Can you set down, line for line, everything in the listing below from the line containing "# point at: hangar" down to the end of the listing, leaving out the pictures?

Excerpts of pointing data
::::
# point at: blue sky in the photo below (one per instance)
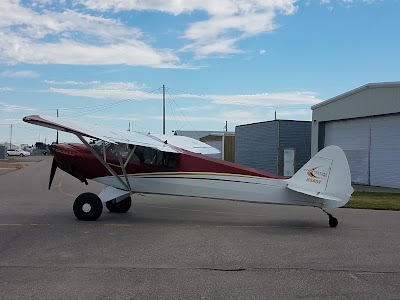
(105, 61)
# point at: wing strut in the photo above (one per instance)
(121, 163)
(105, 164)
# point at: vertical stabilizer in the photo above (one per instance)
(326, 176)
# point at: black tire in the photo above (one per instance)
(333, 222)
(88, 207)
(120, 207)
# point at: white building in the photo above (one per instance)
(365, 123)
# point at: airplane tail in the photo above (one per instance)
(326, 176)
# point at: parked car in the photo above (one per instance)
(17, 152)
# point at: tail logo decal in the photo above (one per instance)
(315, 176)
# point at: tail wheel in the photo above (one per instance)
(119, 207)
(88, 207)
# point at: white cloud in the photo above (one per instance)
(20, 74)
(100, 90)
(129, 90)
(85, 39)
(15, 108)
(5, 89)
(264, 99)
(71, 37)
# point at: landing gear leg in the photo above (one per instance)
(88, 207)
(332, 220)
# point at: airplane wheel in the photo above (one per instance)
(120, 207)
(333, 221)
(88, 207)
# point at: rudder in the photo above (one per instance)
(326, 176)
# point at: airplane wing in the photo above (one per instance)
(187, 143)
(116, 136)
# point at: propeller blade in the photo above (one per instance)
(53, 171)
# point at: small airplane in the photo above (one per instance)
(128, 162)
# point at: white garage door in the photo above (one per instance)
(385, 151)
(353, 136)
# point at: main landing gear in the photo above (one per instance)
(88, 206)
(332, 220)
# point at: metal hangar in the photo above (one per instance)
(278, 146)
(365, 123)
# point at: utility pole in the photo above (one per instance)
(10, 136)
(163, 109)
(57, 130)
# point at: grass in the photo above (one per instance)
(375, 200)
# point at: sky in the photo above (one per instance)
(236, 61)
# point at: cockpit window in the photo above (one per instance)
(144, 155)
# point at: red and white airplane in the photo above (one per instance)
(128, 162)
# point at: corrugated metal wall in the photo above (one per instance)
(256, 145)
(296, 135)
(369, 100)
(229, 148)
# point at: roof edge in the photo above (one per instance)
(355, 91)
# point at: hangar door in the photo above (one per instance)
(385, 151)
(353, 136)
(372, 147)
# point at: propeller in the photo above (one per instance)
(52, 171)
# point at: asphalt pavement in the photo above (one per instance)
(184, 248)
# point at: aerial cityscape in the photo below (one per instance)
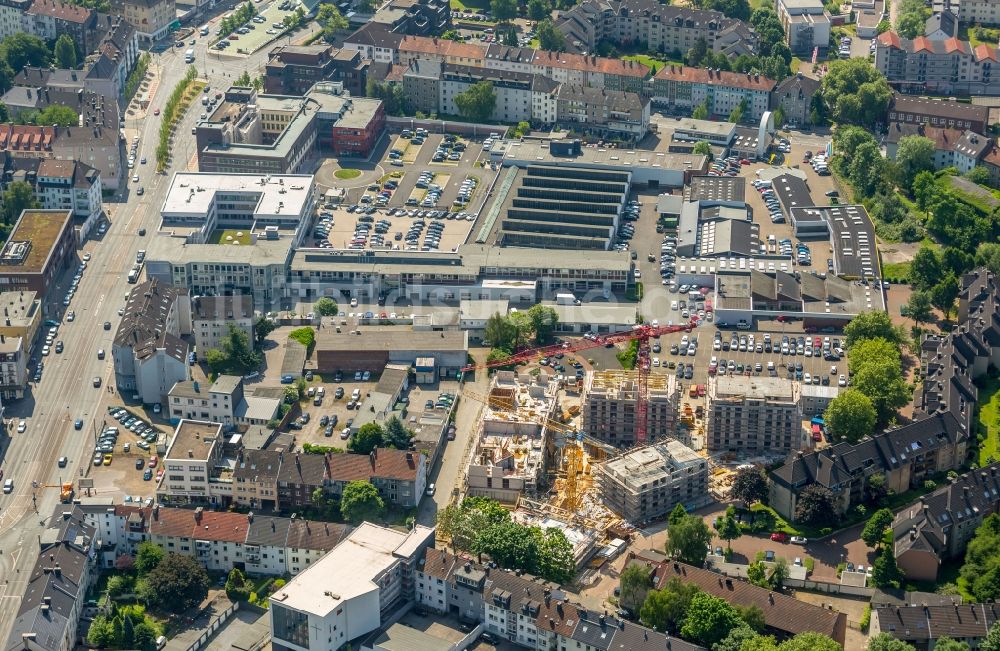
::::
_Exercise answer_
# point at: hangar door in the photo above (one per instance)
(385, 151)
(353, 136)
(372, 147)
# point at: propeller in the photo above (one per instance)
(52, 171)
# point at: asphalt pavement in the photo above (one per instance)
(184, 248)
# point at: aerial cityscape in the photo below (one per instance)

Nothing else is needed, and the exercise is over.